What is being asked. Reproduce every one of the following rows verbatim, with no character altered, added, or omitted.
---
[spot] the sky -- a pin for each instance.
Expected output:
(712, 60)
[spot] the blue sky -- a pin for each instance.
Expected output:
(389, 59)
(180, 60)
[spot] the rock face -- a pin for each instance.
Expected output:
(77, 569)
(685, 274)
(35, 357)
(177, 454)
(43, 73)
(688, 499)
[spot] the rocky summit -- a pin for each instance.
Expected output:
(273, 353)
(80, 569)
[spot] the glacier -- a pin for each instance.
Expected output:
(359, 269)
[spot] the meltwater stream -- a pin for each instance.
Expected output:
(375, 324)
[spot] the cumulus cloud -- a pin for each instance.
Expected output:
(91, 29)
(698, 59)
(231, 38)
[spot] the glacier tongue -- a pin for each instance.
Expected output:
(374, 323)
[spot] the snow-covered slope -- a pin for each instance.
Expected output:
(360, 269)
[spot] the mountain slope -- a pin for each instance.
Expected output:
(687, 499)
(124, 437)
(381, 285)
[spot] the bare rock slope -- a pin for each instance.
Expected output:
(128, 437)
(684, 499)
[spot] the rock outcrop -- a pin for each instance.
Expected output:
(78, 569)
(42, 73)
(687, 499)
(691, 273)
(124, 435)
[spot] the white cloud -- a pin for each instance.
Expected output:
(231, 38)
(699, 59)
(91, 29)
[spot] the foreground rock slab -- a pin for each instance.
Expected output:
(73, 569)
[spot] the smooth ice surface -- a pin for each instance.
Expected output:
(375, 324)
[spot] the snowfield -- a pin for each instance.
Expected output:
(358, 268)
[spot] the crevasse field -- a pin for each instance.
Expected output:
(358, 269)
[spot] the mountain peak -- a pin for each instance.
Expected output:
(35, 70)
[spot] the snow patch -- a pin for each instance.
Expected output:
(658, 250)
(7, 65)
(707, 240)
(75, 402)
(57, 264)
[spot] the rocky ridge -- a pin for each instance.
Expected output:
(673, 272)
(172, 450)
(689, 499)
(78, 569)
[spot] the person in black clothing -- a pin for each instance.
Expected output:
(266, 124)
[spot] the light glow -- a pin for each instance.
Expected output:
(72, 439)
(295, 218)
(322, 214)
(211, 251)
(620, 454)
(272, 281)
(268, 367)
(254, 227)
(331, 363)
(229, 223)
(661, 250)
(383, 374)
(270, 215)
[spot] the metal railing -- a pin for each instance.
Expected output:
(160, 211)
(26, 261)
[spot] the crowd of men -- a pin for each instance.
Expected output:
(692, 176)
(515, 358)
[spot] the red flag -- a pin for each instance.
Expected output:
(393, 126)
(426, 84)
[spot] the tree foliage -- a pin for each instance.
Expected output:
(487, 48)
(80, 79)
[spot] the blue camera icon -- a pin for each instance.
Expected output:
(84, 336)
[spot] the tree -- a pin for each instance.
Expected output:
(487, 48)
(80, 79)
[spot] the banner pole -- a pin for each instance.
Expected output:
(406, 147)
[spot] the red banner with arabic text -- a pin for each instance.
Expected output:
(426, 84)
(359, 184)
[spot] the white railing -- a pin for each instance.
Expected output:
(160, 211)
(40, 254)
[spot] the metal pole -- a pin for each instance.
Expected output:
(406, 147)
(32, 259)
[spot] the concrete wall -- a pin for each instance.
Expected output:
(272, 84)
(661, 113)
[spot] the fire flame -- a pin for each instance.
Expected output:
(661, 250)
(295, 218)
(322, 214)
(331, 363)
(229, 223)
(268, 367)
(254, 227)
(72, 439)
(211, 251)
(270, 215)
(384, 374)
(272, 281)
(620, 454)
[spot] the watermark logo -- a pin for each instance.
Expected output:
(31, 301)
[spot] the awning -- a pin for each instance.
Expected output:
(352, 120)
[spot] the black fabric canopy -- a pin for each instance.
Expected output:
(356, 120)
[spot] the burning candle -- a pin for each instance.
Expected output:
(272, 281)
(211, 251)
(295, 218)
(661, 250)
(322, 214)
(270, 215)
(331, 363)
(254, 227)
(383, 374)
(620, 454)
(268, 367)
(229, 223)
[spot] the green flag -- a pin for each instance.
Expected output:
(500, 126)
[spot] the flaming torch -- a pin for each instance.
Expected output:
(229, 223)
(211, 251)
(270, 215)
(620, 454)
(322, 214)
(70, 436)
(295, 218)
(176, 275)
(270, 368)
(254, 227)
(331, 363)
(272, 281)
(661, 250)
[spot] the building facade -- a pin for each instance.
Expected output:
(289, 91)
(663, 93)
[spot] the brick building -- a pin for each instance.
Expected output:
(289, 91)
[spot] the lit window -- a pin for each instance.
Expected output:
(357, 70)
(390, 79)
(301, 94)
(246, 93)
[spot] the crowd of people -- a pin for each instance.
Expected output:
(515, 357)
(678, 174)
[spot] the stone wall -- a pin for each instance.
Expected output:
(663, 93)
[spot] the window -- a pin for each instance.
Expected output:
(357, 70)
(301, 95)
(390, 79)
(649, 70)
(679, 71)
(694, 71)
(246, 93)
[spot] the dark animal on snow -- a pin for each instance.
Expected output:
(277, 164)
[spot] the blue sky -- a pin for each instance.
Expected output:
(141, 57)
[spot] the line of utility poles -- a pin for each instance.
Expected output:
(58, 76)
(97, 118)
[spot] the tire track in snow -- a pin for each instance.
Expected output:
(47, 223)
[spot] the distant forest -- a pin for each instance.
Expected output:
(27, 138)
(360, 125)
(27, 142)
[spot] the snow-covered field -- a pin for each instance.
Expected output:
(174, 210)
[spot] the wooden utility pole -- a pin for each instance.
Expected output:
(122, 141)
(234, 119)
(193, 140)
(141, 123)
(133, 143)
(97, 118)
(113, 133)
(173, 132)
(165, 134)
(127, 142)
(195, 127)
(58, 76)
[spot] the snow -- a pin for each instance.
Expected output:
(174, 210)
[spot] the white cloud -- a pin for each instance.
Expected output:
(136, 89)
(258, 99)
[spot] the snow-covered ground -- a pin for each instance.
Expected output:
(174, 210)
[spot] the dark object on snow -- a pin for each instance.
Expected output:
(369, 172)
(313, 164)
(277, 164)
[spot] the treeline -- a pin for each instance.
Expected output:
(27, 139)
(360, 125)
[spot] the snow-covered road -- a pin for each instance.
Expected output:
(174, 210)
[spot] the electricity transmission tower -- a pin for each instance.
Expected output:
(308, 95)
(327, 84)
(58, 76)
---
Result of the task.
[spot] the sky -- a pin for each instance.
Expected output:
(712, 60)
[spot] the blue sky -- a pin for each instance.
Expected output:
(389, 59)
(180, 60)
[spot] the rock face -- a pin for each instance.
Expected output:
(77, 569)
(685, 274)
(35, 357)
(177, 454)
(43, 73)
(688, 499)
[spot] the rocky summit -- a pin for each instance.
Expected output:
(273, 353)
(80, 569)
[spot] the glacier -- a pin for each instance.
Expected output:
(359, 269)
[spot] the meltwater stream -- a pin for each instance.
Expected output:
(375, 324)
[spot] the cumulus cloud -- a pin for each instance.
Expected output:
(91, 29)
(698, 59)
(231, 38)
[spot] the glacier tongue -- a pin for each instance.
Expected output:
(374, 323)
[spot] the snow-covered slope -- a pin for each instance.
Expected output:
(360, 269)
[spot] the mountain slope -- a pin for each instance.
Expected output:
(687, 499)
(124, 437)
(381, 285)
[spot] the bare rock slope -- a pin for each instance.
Expected output:
(128, 437)
(684, 499)
[spot] the rock outcrop -- a pin for each instance.
Expected output:
(78, 569)
(42, 73)
(687, 499)
(691, 273)
(124, 435)
[spot] the white cloud -- a pin for each instance.
Expected output:
(231, 38)
(699, 59)
(91, 29)
[spot] the foreground rock slab -- a pin for each instance.
Expected output:
(73, 569)
[spot] the smooth ice surface -- a pin for each instance.
Expected output:
(375, 324)
[spot] the snowfield -- a pin for each instance.
Expected output:
(358, 268)
[spot] the crevasse field -- a pin for each instance.
Expected output:
(358, 269)
[spot] the mountain peak -- a pin for each instance.
Expected output:
(35, 70)
[spot] the snow patch -- a pin for each instance.
Expected output:
(658, 250)
(7, 65)
(707, 240)
(75, 402)
(57, 264)
[spot] the rocky ridge -- a pin for each instance.
Expected output:
(673, 272)
(172, 450)
(689, 499)
(78, 569)
[spot] the person in black clothing -- a pin for each instance.
Expected output:
(266, 124)
[spot] the light glow -- a pin for each instance.
Expected output:
(72, 439)
(295, 218)
(322, 214)
(211, 251)
(620, 454)
(272, 281)
(268, 367)
(254, 227)
(331, 363)
(229, 223)
(661, 250)
(383, 374)
(270, 215)
[spot] the metal railing -- a pin for each instance.
Expected output:
(160, 211)
(26, 261)
[spot] the crowd of men -- a pin for each instance.
Expected output:
(692, 176)
(515, 358)
[spot] the red flag -- a pin for each instance.
Expected output:
(393, 126)
(426, 84)
[spot] the tree foliage -- a pin for each instance.
Expected output:
(487, 48)
(80, 79)
[spot] the blue camera icon -- a pin for each instance.
Expected output:
(84, 336)
[spot] the tree -- a pin for each instance.
Expected output:
(487, 48)
(80, 79)
[spot] the banner pole -- a pin for each instance.
Expected output:
(406, 147)
[spot] the red banner with arabic text -- a pin for each instance.
Expected output:
(426, 84)
(359, 184)
[spot] the white railing -- a pin for each instance.
Expected output:
(160, 211)
(40, 254)
[spot] the metal pole -- a pin for each instance.
Expected output:
(406, 147)
(32, 259)
[spot] the concrete wall -- a pin for each instance.
Expected output:
(272, 84)
(661, 113)
[spot] the fire flame -- a pin for each instance.
Expected output:
(661, 250)
(295, 218)
(322, 214)
(331, 363)
(229, 223)
(268, 367)
(254, 227)
(72, 439)
(211, 251)
(270, 215)
(384, 374)
(272, 281)
(620, 454)
[spot] the watermark logo -- a pin for each instance.
Expected output:
(31, 301)
[spot] the awning -- a pin for each instance.
Expected output:
(352, 120)
[spot] the black fabric canopy -- a pin for each instance.
Expected output:
(356, 120)
[spot] the burning candle -- a pin for each instance.
Expected output:
(272, 281)
(211, 251)
(295, 218)
(661, 250)
(322, 214)
(270, 215)
(331, 363)
(254, 227)
(383, 374)
(620, 454)
(268, 367)
(229, 223)
[spot] the green flag -- a pin for each instance.
Expected output:
(500, 126)
[spot] the flaming torch -- a pin for each instance.
Expected output:
(229, 223)
(211, 251)
(270, 215)
(620, 454)
(322, 214)
(70, 436)
(295, 218)
(176, 275)
(270, 368)
(254, 227)
(331, 363)
(272, 281)
(661, 250)
[spot] the building facade -- a pin for each instance.
Expected output:
(289, 91)
(663, 93)
[spot] the brick building -- a pin for each instance.
Expected output:
(289, 91)
[spot] the lit window -- a pin for each instance.
Expected output:
(357, 70)
(390, 79)
(301, 94)
(246, 93)
[spot] the crowd of people -- a pin for each instance.
Expected output:
(515, 357)
(678, 174)
[spot] the stone wall -- a pin for each instance.
Expected output:
(663, 93)
[spot] the window -- a pin for each instance.
Expected output:
(357, 70)
(301, 95)
(390, 79)
(649, 70)
(679, 71)
(694, 71)
(246, 93)
[spot] the dark animal on snow -- a pin for each instance.
Expected output:
(277, 164)
[spot] the blue sky -- a pin for each instance.
Expected output:
(141, 57)
[spot] the line of utility poles -- a pin for each instance.
Expected output:
(58, 76)
(97, 118)
[spot] the tire track in snow -- a pin for each instance.
Expected output:
(47, 223)
[spot] the distant forest -- a pin for each instance.
Expected output:
(27, 138)
(360, 125)
(27, 142)
[spot] the snow-covered field -- a pin for each instance.
Expected output:
(174, 210)
[spot] the wooden utility pole -- a pin for each instance.
Expected output:
(122, 141)
(234, 119)
(193, 140)
(141, 123)
(133, 143)
(97, 118)
(113, 133)
(173, 132)
(165, 134)
(127, 142)
(195, 127)
(58, 76)
[spot] the snow -- a pin for each instance.
Expected output:
(174, 210)
[spot] the white cloud -- a pin for each instance.
Expected output:
(136, 89)
(258, 99)
[spot] the snow-covered ground -- a pin for each instance.
Expected output:
(174, 210)
[spot] the dark object on snow -- a pin for each instance.
Expected output:
(369, 172)
(313, 164)
(277, 164)
[spot] the treeline -- a pin for each instance.
Expected output:
(27, 139)
(360, 125)
[spot] the snow-covered road -- a pin for each instance.
Expected output:
(174, 210)
[spot] the electricity transmission tower -- a pin for each instance.
Expected output:
(308, 95)
(327, 84)
(58, 76)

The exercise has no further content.